[Natural language region descriptions]
=== Section Start ===
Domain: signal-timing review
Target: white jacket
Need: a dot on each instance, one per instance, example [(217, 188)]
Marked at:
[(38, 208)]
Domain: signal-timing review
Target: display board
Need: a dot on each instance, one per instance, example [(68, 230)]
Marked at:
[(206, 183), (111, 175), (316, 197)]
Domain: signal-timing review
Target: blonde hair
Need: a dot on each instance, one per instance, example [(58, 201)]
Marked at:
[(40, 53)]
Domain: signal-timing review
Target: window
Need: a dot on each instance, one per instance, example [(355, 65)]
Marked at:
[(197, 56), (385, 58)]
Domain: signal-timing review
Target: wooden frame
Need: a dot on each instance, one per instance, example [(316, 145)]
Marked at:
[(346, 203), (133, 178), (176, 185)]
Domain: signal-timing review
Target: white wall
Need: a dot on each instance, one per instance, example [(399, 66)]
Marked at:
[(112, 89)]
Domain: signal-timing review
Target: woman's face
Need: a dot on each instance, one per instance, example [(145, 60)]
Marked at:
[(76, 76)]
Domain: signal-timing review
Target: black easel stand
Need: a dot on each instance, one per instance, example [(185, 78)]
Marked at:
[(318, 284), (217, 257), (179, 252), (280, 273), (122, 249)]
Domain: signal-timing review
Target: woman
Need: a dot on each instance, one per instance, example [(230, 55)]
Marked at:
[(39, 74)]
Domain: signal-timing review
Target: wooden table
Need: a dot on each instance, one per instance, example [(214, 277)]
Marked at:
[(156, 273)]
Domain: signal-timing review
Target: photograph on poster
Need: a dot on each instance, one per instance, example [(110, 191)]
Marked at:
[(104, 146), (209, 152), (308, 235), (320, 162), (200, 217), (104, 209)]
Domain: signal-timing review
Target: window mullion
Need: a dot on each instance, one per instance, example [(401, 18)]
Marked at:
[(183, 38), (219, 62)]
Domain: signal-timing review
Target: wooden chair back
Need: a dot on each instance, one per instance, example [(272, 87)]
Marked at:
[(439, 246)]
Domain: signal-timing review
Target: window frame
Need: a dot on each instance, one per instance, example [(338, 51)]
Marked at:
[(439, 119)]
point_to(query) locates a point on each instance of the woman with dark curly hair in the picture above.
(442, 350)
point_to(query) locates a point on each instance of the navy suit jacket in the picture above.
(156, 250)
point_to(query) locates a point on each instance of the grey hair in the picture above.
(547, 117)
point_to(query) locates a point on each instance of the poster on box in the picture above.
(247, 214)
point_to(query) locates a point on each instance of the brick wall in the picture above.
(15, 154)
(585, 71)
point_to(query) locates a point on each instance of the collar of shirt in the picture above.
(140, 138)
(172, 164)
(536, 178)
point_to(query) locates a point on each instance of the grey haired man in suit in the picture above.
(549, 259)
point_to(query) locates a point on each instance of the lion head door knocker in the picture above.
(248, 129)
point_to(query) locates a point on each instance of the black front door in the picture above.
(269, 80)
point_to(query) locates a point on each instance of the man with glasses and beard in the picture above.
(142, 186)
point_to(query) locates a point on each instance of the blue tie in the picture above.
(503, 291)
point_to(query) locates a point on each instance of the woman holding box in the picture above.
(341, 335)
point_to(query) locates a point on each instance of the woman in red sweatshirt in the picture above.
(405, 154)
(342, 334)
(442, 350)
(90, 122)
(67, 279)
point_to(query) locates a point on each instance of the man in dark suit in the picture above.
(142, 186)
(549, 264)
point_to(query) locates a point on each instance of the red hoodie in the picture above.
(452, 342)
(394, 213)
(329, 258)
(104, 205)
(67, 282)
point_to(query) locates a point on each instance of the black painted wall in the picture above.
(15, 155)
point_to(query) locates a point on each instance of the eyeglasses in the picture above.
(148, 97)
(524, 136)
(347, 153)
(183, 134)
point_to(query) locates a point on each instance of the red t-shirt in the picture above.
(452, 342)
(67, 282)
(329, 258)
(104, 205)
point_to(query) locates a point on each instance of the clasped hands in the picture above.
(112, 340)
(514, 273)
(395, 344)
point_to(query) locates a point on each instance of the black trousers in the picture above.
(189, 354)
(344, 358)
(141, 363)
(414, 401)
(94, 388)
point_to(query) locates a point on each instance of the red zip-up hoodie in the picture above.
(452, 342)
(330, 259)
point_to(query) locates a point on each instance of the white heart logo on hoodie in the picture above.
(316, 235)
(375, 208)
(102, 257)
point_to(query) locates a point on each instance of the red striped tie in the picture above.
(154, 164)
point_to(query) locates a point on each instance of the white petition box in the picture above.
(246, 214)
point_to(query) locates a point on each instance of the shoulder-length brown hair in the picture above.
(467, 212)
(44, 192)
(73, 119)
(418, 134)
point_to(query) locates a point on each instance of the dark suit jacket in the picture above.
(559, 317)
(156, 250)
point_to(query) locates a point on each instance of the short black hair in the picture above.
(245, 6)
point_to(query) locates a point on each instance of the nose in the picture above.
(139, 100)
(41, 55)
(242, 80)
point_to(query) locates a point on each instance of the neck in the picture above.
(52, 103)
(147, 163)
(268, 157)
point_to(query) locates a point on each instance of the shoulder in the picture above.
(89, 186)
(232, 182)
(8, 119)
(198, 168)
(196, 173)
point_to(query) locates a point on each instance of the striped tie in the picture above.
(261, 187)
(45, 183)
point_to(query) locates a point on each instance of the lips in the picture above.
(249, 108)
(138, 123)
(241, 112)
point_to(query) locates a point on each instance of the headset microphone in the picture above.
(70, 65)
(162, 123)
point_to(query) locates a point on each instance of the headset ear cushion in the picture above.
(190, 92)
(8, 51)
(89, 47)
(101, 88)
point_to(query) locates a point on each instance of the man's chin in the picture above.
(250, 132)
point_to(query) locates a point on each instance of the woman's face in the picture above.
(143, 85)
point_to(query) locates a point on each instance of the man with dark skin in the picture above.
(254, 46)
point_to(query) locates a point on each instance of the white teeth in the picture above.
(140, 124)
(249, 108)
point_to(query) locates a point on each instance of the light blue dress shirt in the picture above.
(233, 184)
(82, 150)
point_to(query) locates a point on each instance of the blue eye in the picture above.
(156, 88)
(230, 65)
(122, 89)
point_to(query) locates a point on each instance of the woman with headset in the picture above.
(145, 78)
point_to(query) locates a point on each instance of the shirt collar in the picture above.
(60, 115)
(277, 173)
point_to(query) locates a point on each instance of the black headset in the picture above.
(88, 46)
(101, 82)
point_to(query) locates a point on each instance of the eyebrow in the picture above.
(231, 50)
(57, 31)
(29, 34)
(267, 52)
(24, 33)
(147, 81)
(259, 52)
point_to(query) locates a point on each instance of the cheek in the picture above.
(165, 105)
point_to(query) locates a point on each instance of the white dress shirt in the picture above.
=== Section End ===
=== Problem statement ===
In the entries above, count each line containing the word "frame" and reply with only the count.

=== Reply to the exercise ===
2